Dataset records on object locations
____

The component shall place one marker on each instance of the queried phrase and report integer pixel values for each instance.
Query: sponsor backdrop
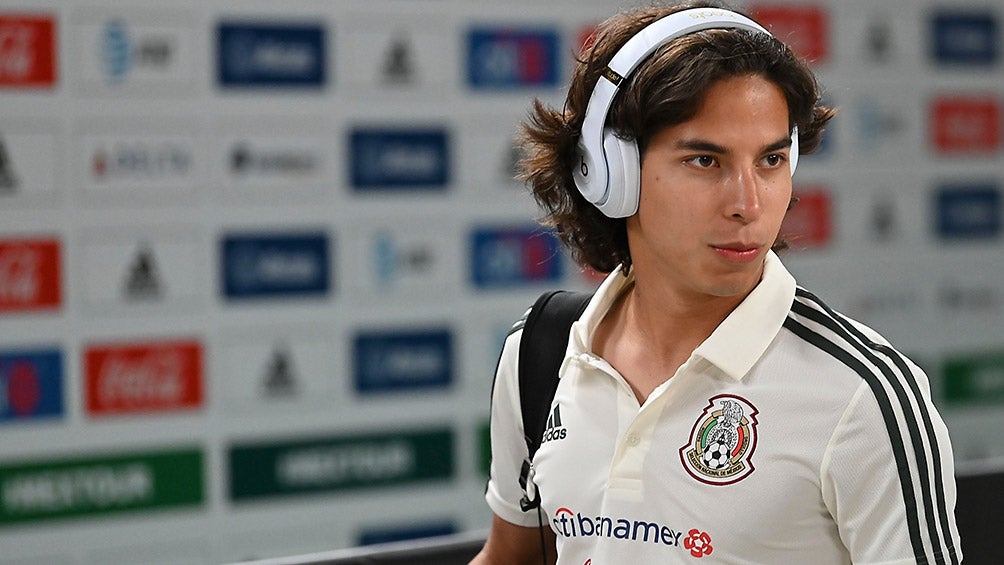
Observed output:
(256, 263)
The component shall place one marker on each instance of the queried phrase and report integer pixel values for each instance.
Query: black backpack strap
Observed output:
(541, 351)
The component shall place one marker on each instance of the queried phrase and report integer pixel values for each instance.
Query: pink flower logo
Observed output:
(699, 543)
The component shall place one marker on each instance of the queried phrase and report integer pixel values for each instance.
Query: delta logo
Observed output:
(500, 58)
(513, 257)
(809, 224)
(31, 384)
(571, 524)
(272, 55)
(400, 159)
(804, 28)
(27, 50)
(965, 37)
(966, 124)
(144, 377)
(969, 211)
(29, 275)
(269, 265)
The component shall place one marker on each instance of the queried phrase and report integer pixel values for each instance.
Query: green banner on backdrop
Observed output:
(93, 486)
(264, 470)
(975, 378)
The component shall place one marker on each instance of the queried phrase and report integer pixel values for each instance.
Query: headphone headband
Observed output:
(593, 173)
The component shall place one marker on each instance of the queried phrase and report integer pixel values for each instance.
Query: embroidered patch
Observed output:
(722, 443)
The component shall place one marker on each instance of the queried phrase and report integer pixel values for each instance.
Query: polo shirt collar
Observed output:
(737, 343)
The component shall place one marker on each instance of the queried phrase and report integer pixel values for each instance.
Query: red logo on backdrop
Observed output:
(809, 225)
(27, 50)
(804, 28)
(29, 275)
(966, 124)
(144, 377)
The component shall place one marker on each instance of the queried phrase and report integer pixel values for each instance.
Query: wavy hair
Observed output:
(666, 89)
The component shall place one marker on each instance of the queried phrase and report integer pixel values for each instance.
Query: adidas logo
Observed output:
(554, 430)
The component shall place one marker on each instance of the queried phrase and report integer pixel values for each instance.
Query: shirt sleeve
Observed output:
(508, 446)
(889, 478)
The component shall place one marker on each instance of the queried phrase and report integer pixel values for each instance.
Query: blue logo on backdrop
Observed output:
(393, 360)
(512, 257)
(969, 212)
(30, 384)
(270, 55)
(400, 159)
(417, 532)
(272, 265)
(115, 50)
(965, 38)
(507, 58)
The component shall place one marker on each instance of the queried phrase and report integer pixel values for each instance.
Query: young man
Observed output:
(710, 408)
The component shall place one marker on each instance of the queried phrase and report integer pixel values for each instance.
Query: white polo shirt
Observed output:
(790, 436)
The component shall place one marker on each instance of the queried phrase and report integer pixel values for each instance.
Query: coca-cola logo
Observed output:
(27, 51)
(144, 377)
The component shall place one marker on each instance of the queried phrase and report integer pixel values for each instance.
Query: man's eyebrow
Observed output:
(701, 146)
(709, 147)
(781, 144)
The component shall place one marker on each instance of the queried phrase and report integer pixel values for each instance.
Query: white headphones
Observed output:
(608, 170)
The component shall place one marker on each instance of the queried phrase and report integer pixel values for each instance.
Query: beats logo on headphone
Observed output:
(608, 169)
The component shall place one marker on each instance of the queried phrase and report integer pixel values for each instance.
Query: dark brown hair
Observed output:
(664, 90)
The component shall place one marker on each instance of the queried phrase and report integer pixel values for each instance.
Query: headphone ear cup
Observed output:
(624, 168)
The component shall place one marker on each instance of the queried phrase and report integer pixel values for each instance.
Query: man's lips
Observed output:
(738, 252)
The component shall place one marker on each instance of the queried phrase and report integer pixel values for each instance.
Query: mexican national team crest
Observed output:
(721, 446)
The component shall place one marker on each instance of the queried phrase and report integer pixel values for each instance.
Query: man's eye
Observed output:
(705, 161)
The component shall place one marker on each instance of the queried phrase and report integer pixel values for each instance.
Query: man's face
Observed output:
(714, 192)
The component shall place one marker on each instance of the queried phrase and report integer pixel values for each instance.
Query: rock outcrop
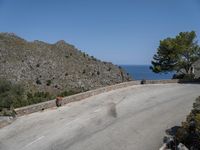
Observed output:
(54, 68)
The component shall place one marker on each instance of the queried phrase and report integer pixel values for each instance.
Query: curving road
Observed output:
(132, 118)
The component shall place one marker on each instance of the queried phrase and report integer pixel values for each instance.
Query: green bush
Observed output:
(48, 82)
(38, 97)
(11, 95)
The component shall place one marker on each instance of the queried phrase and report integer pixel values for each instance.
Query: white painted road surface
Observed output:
(131, 118)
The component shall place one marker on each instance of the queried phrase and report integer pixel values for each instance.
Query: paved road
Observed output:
(132, 118)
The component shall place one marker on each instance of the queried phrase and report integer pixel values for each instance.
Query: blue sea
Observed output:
(140, 72)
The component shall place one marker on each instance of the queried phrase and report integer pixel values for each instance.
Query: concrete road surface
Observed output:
(132, 118)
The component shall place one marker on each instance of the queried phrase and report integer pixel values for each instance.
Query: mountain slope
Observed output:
(53, 68)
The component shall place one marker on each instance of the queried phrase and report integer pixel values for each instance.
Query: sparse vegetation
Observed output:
(38, 81)
(48, 82)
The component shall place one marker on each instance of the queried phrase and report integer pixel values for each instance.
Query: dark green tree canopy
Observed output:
(176, 54)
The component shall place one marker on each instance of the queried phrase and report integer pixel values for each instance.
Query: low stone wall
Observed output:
(49, 104)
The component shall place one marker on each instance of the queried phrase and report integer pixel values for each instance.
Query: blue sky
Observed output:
(120, 31)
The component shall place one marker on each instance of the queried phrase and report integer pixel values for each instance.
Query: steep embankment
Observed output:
(54, 68)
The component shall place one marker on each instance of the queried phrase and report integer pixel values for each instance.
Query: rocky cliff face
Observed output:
(40, 66)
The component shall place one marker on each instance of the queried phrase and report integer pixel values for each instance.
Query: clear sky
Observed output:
(120, 31)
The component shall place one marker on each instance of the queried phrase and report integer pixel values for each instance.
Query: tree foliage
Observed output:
(176, 54)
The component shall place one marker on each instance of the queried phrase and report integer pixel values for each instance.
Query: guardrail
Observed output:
(49, 104)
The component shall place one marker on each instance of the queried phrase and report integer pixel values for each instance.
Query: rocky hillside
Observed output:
(54, 68)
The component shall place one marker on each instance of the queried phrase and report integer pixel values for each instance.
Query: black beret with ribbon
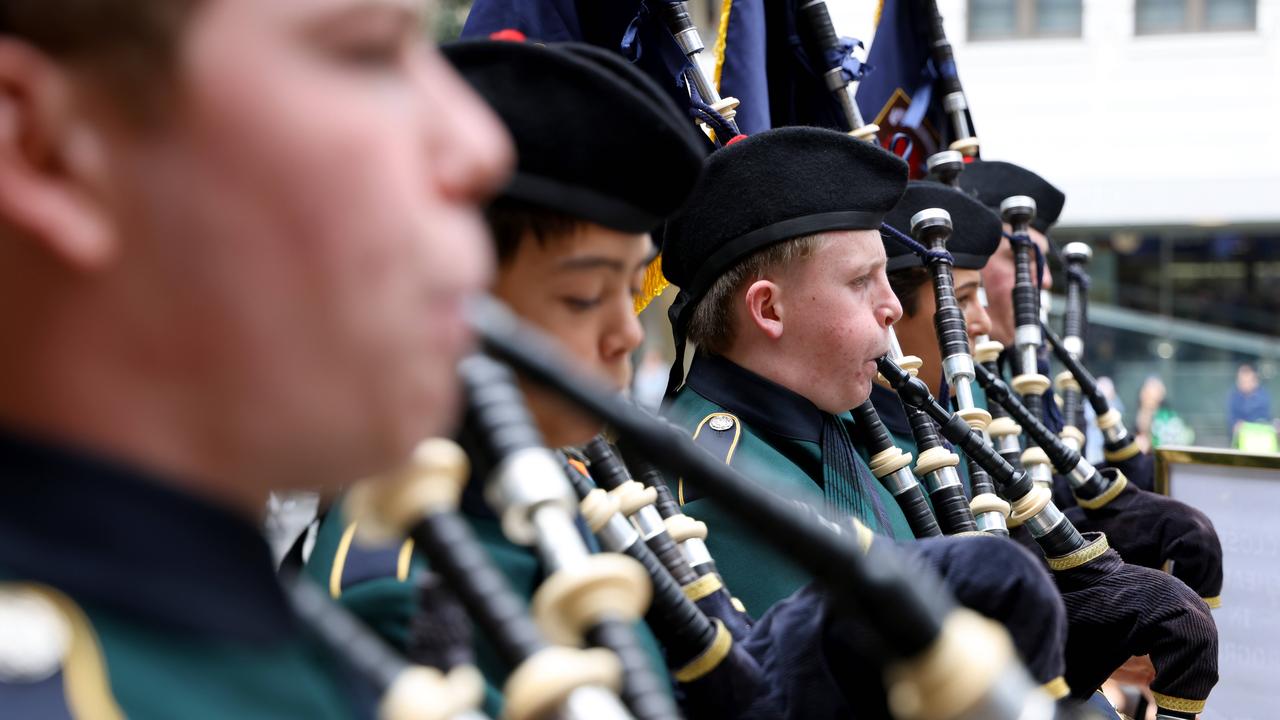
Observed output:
(595, 137)
(992, 181)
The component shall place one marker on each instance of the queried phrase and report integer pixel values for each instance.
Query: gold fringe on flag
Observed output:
(653, 285)
(722, 39)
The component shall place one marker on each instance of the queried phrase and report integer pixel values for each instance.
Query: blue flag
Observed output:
(904, 92)
(630, 27)
(764, 60)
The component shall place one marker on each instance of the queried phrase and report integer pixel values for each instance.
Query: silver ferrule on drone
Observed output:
(695, 552)
(1082, 473)
(1043, 522)
(960, 373)
(526, 481)
(617, 534)
(649, 522)
(560, 545)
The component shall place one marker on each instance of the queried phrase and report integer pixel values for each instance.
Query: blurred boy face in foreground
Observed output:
(250, 278)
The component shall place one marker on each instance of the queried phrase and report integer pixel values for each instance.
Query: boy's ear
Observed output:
(763, 301)
(51, 162)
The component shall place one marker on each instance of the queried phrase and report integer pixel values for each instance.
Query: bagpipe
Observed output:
(920, 639)
(1144, 527)
(1084, 568)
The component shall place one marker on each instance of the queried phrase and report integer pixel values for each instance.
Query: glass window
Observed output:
(1005, 19)
(1230, 14)
(1059, 17)
(1152, 17)
(1160, 16)
(992, 18)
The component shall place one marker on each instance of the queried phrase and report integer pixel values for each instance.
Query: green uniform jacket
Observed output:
(776, 438)
(378, 583)
(120, 597)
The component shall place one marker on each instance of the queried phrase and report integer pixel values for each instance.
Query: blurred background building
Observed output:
(1157, 119)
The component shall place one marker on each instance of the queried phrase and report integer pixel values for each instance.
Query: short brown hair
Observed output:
(127, 44)
(711, 327)
(512, 220)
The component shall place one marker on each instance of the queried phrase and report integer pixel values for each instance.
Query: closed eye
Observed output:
(580, 304)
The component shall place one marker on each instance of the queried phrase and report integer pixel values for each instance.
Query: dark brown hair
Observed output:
(512, 220)
(906, 285)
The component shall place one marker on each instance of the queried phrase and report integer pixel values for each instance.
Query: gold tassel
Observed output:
(654, 283)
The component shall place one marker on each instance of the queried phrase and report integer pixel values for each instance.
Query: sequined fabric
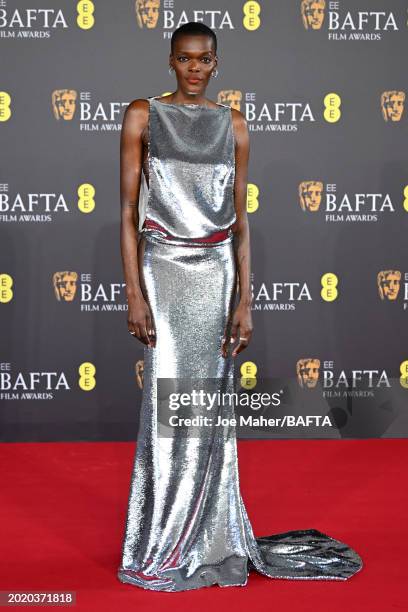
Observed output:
(191, 169)
(187, 526)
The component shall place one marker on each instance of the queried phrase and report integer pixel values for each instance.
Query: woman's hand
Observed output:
(140, 322)
(241, 323)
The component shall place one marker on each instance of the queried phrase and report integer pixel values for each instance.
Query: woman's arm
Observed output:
(131, 158)
(241, 322)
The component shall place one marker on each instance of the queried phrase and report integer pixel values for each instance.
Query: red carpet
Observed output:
(64, 504)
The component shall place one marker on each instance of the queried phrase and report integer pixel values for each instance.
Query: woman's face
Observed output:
(193, 60)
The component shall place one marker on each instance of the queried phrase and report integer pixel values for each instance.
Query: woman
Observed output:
(183, 193)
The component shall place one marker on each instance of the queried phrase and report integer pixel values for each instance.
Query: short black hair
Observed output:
(193, 28)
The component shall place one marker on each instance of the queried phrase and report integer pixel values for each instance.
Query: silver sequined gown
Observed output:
(187, 526)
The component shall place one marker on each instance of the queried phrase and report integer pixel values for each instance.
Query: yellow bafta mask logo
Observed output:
(307, 371)
(139, 373)
(64, 103)
(312, 13)
(388, 282)
(147, 13)
(65, 284)
(310, 195)
(231, 97)
(392, 105)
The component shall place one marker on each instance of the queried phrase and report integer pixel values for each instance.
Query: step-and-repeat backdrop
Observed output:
(323, 86)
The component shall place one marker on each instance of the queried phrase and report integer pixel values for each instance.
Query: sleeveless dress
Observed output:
(187, 525)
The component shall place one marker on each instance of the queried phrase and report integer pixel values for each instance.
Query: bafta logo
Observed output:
(392, 105)
(63, 103)
(312, 13)
(139, 372)
(147, 13)
(231, 97)
(307, 371)
(310, 195)
(65, 284)
(388, 282)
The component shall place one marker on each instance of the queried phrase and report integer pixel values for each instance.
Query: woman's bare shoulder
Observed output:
(139, 106)
(136, 114)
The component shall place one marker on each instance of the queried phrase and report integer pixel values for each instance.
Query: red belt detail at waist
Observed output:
(215, 237)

____

> _WHAT YOU HAVE TO DO_
Locate each line in the listing above that contains the word "woman" and copy those lines.

> _TASK SOLUTION_
Query: woman's hand
Query: woman's arm
Query: woman's face
Query: woman
Query: woman's bare shoulder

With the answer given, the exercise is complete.